From the entries, copy every line that carries the string "water".

** Opening DATASET EXCERPTS block **

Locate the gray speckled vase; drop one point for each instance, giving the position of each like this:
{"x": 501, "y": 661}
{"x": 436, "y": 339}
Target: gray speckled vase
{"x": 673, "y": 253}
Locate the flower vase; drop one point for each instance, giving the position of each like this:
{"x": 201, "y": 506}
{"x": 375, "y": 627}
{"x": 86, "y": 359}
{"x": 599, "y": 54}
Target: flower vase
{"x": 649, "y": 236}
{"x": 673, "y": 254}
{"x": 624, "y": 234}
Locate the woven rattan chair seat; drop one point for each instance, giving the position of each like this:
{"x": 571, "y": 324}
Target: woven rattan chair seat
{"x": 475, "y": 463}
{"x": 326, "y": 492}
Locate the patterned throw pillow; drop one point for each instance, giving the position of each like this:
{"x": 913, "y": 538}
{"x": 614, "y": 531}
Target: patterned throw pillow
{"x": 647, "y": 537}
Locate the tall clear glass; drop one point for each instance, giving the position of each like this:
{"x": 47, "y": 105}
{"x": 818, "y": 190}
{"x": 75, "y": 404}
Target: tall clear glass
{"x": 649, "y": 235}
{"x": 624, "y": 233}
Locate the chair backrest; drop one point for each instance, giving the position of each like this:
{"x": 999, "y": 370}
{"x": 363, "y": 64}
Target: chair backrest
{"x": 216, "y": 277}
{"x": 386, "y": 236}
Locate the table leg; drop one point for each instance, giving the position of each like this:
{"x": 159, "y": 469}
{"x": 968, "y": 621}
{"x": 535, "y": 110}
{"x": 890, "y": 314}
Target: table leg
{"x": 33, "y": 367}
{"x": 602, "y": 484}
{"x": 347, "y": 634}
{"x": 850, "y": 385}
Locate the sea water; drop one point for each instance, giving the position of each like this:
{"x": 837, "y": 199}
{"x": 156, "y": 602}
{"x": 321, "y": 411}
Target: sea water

** Closing DATASET EXCERPTS block **

## OUTPUT OF THE TASK
Locate the sea water; drop one point for each instance, giving the position of each like this:
Target: sea water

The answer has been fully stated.